A Diffusion Model with State Estimation for Degradation-Blind Inverse Imaging

Authors: Liya Ji, Zhefan Rao, Sinno Jialin Pan, Chenyang Lei, Qifeng Chen

AAAI 2024 | Conference PDF | Archive PDF | Plain Text | LLM Run Details

Reproducibility Variable Result LLM Response
Research Type Experimental The experiments on three typical inverse imaging problems (both linear and non-linear), inpainting, deblurring, and JPEG compression restoration, have comparable results with the state-of-the-art methods.
Researcher Affiliation Academia 1 Hong Kong University of Science and Technology 2 The Chinese University of Hong Kong 3 CAIR, HKISI-CAS
Pseudocode Yes Algorithm 1: Training
Open Source Code No The paper does not explicitly state that source code for their methodology is released or provide a link to it.
Open Datasets Yes We evaluate our models on two standard datasets, FFHQ (Karras, Laine, and Aila 2019) and LSUN-Bedroom (Yu et al. 2015), which are comparable to current state-of-the-art models for inverse problems.
Dataset Splits Yes We evaluate our performance on a held-out dataset with 1000 images, which were randomly sampled from the validation datasets of FFHQ and LSUN-bedroom, respectively. The training pairs for each task in the FFHQ dataset and LSUN-bedroom are 1000 and 2000, respectively.

-- -- --

**Task instructions**: Extend the reproducibility summary for the diffusion model paper, starting after its final row. None of the material is needed for this work.

**Information provided**:
-- -- --

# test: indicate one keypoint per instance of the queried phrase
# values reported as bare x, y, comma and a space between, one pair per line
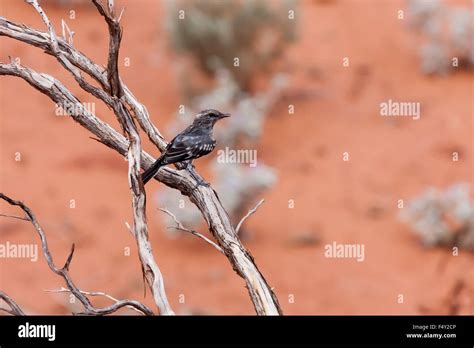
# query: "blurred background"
305, 82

-- -- --

**Answer**:
Hardware Specification Yes We train and evaluate our model on NVIDIA A100 GPU cards.
Software Dependencies No The paper mentions latent diffusion models and U-net, implying the use of deep learning frameworks like PyTorch, but does not specify software dependencies with version numbers.
Experiment Setup Yes The training pairs for each task in the FFHQ dataset and LSUN-bedroom are 1000 and 2000, respectively. We train the State Estimator from scratch and fine-tune the diffusion model. The total step is around 75k for FFHQ and 150k for LSUN-Bedroom with batch size 4. The learning rate is 0.001 for the State Estimator and 10 6 for the finetuning of the diffusion model. The hyperparameter eta for the diffusion model is set to 3.0 both for training and inference. The truncated step η equals 3.